■ Extract to read:

Integration with Dataiku
Integrating Dataiku with Taipy enhances your data analysis and processing workflows. This connection enables users to efficiently handle, analyze, and visualize data from inside or outside Dataiku. The guide walks you through setting up your environment, creating an application in Dataiku DSS, connecting to Dataiku, and fetching data for visualization within Taipy's flexible framework.
By integrating Dataiku projects with Taipy scenarios, you gain streamlined workflows for data manipulation and scenario management. This involves creating custom functions for interacting with Dataiku's API to read from and write to datasets, seamlessly blending Dataiku's data processing capabilities with Taipy's task orchestration and data management.
Simple Integration: Visualization¶
We'll cover how to extract and display
information from Dataiku projects. You'll be able to visualize various data and metrics from your
Dataiku projects. Remember, we'll utilize the dataiku-api-client
for retrieving information when
building applications outside the Dataiku ecosystem. If you're following the first tutorial, you can
directly use the dataiku
package.

■ Records for processing:
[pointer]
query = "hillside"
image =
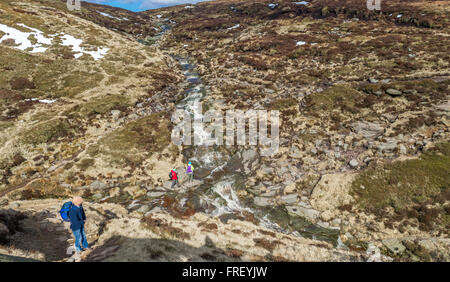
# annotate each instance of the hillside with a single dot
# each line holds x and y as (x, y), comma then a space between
(362, 172)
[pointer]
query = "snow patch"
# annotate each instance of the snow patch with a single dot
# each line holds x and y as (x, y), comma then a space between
(22, 40)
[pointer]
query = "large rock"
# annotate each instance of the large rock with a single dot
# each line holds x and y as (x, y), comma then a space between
(332, 191)
(4, 231)
(289, 199)
(308, 213)
(249, 159)
(98, 185)
(389, 146)
(155, 194)
(262, 201)
(370, 130)
(394, 245)
(353, 163)
(394, 92)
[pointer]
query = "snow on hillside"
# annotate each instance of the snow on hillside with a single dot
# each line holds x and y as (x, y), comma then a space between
(22, 41)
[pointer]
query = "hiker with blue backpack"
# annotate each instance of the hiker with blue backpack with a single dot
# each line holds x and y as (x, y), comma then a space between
(74, 212)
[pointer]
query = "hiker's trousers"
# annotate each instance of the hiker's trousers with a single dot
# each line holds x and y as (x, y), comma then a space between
(80, 239)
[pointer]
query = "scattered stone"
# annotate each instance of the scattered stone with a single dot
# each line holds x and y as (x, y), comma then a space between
(370, 130)
(394, 245)
(393, 92)
(374, 253)
(98, 185)
(289, 199)
(97, 196)
(155, 194)
(353, 163)
(115, 114)
(154, 210)
(308, 213)
(262, 201)
(144, 209)
(402, 149)
(3, 202)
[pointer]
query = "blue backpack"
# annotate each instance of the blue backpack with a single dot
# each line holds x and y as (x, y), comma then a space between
(64, 211)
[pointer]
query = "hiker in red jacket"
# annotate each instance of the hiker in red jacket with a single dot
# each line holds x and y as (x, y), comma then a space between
(174, 177)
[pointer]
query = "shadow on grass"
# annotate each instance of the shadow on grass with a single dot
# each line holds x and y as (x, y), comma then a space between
(120, 248)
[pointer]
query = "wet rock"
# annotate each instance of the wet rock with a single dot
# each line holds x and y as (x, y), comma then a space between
(262, 201)
(134, 205)
(4, 231)
(353, 163)
(143, 209)
(370, 130)
(289, 199)
(393, 92)
(155, 194)
(374, 253)
(98, 185)
(201, 173)
(294, 152)
(154, 210)
(3, 202)
(389, 146)
(308, 213)
(115, 114)
(394, 245)
(290, 188)
(249, 158)
(402, 149)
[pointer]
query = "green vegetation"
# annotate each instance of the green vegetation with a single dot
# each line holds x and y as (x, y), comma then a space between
(335, 97)
(408, 187)
(46, 132)
(85, 164)
(103, 105)
(137, 139)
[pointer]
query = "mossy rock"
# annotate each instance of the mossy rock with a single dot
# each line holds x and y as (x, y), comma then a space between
(47, 131)
(106, 104)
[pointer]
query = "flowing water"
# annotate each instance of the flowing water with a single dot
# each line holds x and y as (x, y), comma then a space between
(216, 193)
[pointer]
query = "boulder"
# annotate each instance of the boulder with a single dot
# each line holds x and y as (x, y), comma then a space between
(370, 130)
(353, 163)
(143, 209)
(308, 213)
(262, 201)
(332, 191)
(394, 245)
(394, 92)
(289, 199)
(4, 231)
(98, 185)
(155, 194)
(3, 202)
(249, 158)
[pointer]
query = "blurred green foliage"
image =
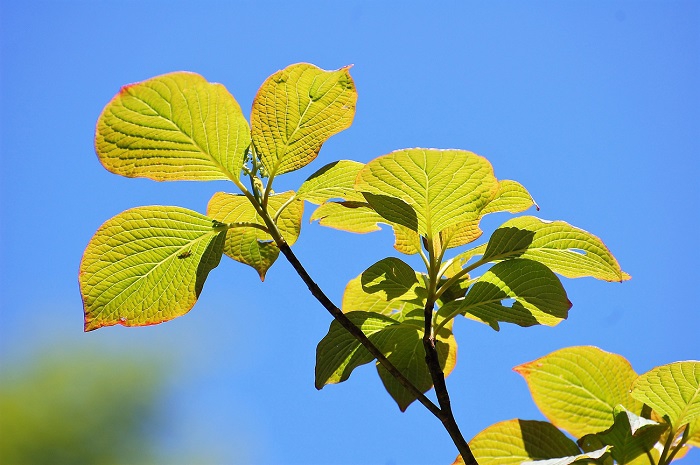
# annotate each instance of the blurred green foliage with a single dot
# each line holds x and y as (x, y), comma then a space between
(78, 407)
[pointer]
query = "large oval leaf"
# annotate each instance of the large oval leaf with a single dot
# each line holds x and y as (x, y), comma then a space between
(296, 110)
(173, 127)
(249, 244)
(567, 250)
(671, 390)
(147, 265)
(442, 187)
(578, 388)
(517, 291)
(513, 442)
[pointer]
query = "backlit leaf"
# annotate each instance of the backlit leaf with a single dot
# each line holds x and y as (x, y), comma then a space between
(513, 442)
(578, 388)
(671, 390)
(351, 216)
(147, 265)
(335, 180)
(428, 190)
(173, 127)
(251, 245)
(632, 437)
(296, 110)
(522, 292)
(569, 251)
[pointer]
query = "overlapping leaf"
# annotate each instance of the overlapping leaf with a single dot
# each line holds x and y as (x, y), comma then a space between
(632, 438)
(173, 127)
(147, 265)
(672, 391)
(428, 190)
(536, 293)
(399, 337)
(248, 244)
(513, 442)
(578, 388)
(296, 110)
(567, 250)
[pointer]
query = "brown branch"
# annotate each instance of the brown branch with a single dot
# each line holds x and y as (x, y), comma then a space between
(432, 360)
(354, 330)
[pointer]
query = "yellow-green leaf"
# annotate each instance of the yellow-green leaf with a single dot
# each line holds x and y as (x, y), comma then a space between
(173, 127)
(335, 180)
(672, 390)
(249, 244)
(513, 442)
(296, 110)
(567, 250)
(523, 292)
(578, 388)
(428, 190)
(147, 265)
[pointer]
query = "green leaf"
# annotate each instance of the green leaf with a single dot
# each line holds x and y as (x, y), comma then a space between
(339, 353)
(513, 442)
(672, 390)
(389, 286)
(296, 110)
(632, 437)
(569, 251)
(511, 197)
(578, 388)
(536, 293)
(428, 190)
(248, 244)
(335, 180)
(147, 265)
(351, 216)
(173, 127)
(399, 337)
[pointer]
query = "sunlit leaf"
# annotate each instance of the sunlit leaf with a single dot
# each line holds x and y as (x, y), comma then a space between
(632, 437)
(350, 216)
(428, 190)
(250, 245)
(578, 388)
(513, 442)
(671, 390)
(511, 197)
(569, 251)
(147, 265)
(296, 110)
(522, 292)
(173, 127)
(335, 180)
(398, 337)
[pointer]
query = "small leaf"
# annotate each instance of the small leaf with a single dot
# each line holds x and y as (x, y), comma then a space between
(351, 216)
(671, 390)
(296, 110)
(569, 251)
(577, 388)
(335, 180)
(147, 265)
(513, 442)
(442, 187)
(631, 437)
(511, 197)
(339, 353)
(389, 286)
(250, 245)
(173, 127)
(537, 294)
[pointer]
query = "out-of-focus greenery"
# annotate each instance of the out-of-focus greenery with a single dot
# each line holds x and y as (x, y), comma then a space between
(76, 408)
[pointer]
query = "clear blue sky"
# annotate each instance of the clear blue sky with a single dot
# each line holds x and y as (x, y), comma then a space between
(594, 106)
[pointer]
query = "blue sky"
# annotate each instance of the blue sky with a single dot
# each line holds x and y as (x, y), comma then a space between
(593, 106)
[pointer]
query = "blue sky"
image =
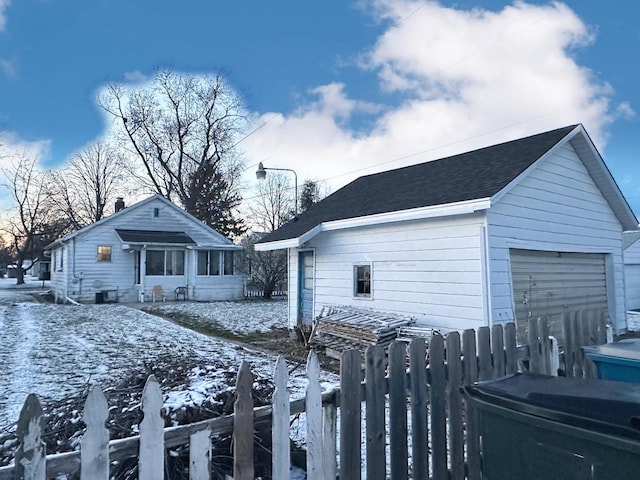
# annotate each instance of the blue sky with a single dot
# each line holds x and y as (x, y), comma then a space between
(340, 88)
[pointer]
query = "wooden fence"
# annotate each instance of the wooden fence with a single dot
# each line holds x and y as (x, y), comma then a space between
(423, 401)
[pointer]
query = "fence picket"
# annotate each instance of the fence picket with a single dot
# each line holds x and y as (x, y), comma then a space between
(350, 415)
(456, 423)
(30, 457)
(418, 395)
(398, 410)
(243, 425)
(281, 413)
(473, 428)
(151, 459)
(314, 418)
(485, 367)
(95, 442)
(497, 351)
(375, 402)
(510, 350)
(329, 438)
(200, 455)
(533, 339)
(438, 407)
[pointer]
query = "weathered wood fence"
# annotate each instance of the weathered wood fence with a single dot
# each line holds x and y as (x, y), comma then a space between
(410, 395)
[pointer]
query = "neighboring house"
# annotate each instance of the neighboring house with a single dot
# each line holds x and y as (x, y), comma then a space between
(631, 245)
(531, 227)
(150, 244)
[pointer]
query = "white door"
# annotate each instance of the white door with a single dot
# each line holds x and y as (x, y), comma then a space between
(547, 284)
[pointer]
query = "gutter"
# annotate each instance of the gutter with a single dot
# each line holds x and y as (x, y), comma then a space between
(458, 208)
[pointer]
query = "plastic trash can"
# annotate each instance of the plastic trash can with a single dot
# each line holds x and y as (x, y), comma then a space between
(557, 428)
(618, 361)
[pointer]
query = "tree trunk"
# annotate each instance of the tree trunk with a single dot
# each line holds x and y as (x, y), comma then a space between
(19, 273)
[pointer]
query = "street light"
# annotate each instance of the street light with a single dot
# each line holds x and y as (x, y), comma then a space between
(261, 174)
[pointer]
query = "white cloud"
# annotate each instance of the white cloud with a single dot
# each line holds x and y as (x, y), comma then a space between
(136, 77)
(466, 79)
(3, 18)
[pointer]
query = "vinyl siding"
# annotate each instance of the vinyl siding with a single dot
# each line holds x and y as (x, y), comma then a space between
(555, 207)
(84, 275)
(430, 269)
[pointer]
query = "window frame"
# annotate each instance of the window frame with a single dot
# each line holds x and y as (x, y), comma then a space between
(168, 255)
(99, 255)
(364, 280)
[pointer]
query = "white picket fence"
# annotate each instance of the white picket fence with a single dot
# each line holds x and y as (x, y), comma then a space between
(96, 452)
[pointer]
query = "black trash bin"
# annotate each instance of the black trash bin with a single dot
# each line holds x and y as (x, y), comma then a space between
(557, 428)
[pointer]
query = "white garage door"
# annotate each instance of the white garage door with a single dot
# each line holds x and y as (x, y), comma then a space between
(547, 284)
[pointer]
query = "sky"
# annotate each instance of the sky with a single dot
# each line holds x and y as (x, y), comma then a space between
(336, 89)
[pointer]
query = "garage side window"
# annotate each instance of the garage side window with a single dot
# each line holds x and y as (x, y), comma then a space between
(104, 253)
(362, 280)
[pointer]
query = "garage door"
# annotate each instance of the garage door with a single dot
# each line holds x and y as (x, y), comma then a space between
(547, 284)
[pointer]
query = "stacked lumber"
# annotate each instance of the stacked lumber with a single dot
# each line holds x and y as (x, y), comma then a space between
(341, 328)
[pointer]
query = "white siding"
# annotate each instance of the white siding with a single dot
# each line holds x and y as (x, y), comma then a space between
(85, 275)
(556, 207)
(632, 276)
(431, 269)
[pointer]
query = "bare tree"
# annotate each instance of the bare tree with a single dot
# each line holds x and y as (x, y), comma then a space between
(183, 129)
(273, 206)
(91, 180)
(28, 189)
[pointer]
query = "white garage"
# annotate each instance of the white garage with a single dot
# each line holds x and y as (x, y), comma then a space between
(548, 284)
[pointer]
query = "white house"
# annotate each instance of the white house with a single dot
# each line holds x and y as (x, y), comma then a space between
(631, 245)
(150, 244)
(528, 227)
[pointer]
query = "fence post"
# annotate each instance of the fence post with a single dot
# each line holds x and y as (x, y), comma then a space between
(456, 424)
(151, 457)
(419, 400)
(398, 410)
(281, 417)
(438, 384)
(200, 455)
(243, 425)
(350, 415)
(314, 418)
(375, 418)
(30, 456)
(473, 428)
(94, 446)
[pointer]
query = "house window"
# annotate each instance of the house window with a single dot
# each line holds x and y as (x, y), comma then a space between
(228, 263)
(212, 262)
(164, 262)
(208, 262)
(362, 280)
(104, 253)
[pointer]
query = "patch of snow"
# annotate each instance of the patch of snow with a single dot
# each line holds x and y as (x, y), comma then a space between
(56, 350)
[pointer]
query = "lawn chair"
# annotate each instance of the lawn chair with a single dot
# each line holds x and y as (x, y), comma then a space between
(181, 291)
(157, 293)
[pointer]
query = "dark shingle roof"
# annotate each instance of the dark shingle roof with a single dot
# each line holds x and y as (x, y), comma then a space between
(155, 236)
(467, 176)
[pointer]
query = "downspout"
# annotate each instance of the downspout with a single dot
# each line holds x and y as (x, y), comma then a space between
(485, 265)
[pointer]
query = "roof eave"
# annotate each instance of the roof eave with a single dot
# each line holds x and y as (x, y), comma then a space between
(450, 209)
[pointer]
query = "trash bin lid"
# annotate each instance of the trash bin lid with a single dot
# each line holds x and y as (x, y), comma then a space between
(629, 348)
(599, 404)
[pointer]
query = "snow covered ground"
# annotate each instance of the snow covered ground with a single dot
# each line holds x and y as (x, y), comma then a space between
(54, 350)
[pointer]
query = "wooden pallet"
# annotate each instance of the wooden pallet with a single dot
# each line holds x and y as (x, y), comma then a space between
(345, 328)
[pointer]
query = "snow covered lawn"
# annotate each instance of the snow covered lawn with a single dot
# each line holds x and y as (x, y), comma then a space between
(55, 350)
(240, 318)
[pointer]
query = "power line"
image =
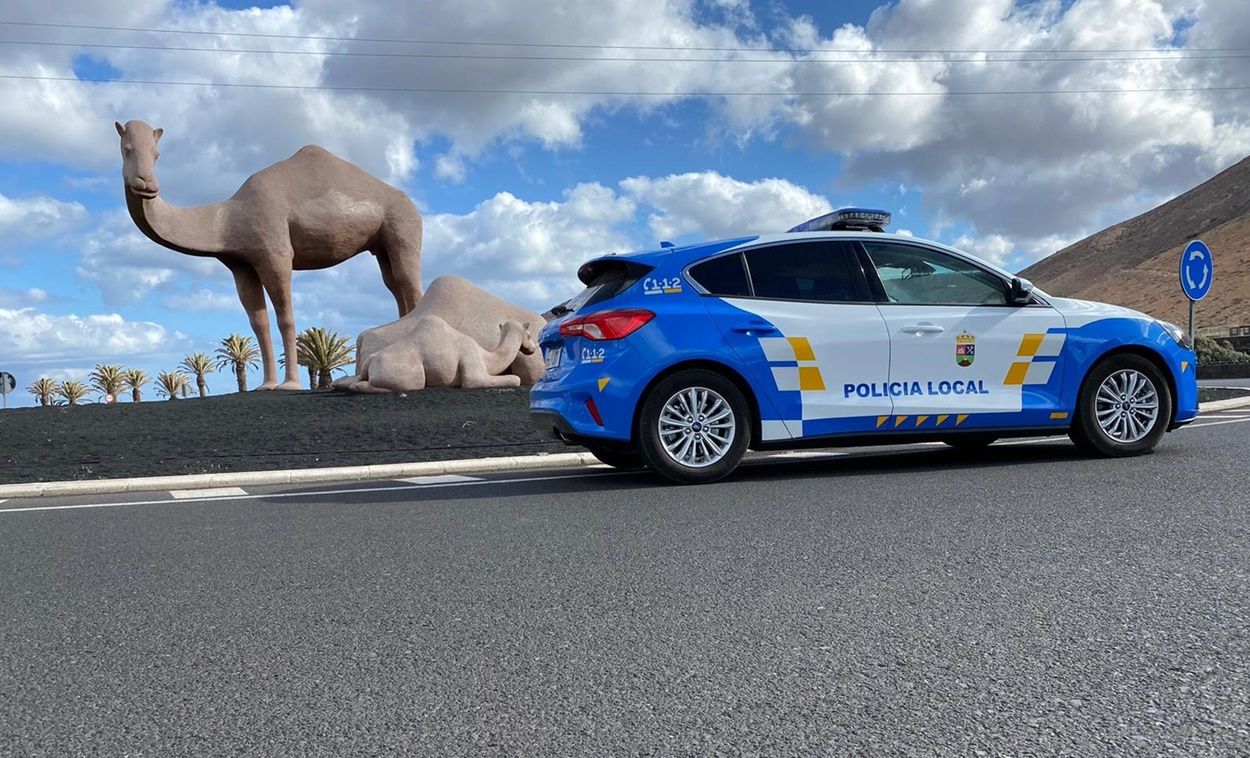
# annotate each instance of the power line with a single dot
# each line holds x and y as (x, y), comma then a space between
(626, 59)
(589, 46)
(616, 93)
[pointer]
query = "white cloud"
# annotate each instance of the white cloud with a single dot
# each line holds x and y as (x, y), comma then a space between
(30, 335)
(450, 166)
(20, 298)
(126, 265)
(38, 218)
(714, 205)
(993, 248)
(203, 299)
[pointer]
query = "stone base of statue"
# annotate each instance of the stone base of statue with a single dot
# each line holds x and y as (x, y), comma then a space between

■ Written instruction A: Count the lines in the listing that contain the string "eave", treating uppercase and lowercase as different. Reply with the number alone.
■ Written instruction B: Go on with the page on integrating Dataiku with Taipy, starting after its last sentence.
The listing is unrelated to the page on integrating Dataiku with Taipy.

■ Answer A: 2

■ Answer B:
Setting Up Your Environment¶
Start by ensuring that you have the required libraries installed. You'll need
dataiku-api-client
for accessing Dataiku and taipy-gui
for building the GUI.
Install these libraries using pip:
pip install dataiku-api-client taipy
Connecting to Dataiku¶
Requirements:
- A Dataiku Instance.
- A Dataiku Project.
- A knowledge of the Dataiku Python API.
Use the DSSClient
from the dataikuapi
package to establish a connection with
your Dataiku instance. Replace "http://your-dataiku-instance.com"
and
"your_api_key"
with your actual Dataiku host and API key.
from dataikuapi import DSSClient
host = "HOST"
apiKey = "your_api_key"
client = DSSClient(host, apiKey)
Retrieving Data from Dataiku¶
Fetch data from your Dataiku projects by iterating through the projects and
collecting relevant metrics for each model. This example code retrieves metrics like
AUC and organizes them into a pandas.DataFrame
.
metrics_table = []
for project_keys in client.list_project_keys():
project = client.get_project(project_keys)
project_label = project.get_metadata()["label"]
for model_id in project.list_saved_models():
model = project.get_saved_model(model_id["id"])
try:
active_id = model.get_active_version().get("id", None)
metrics = model.get_metric_values(active_id)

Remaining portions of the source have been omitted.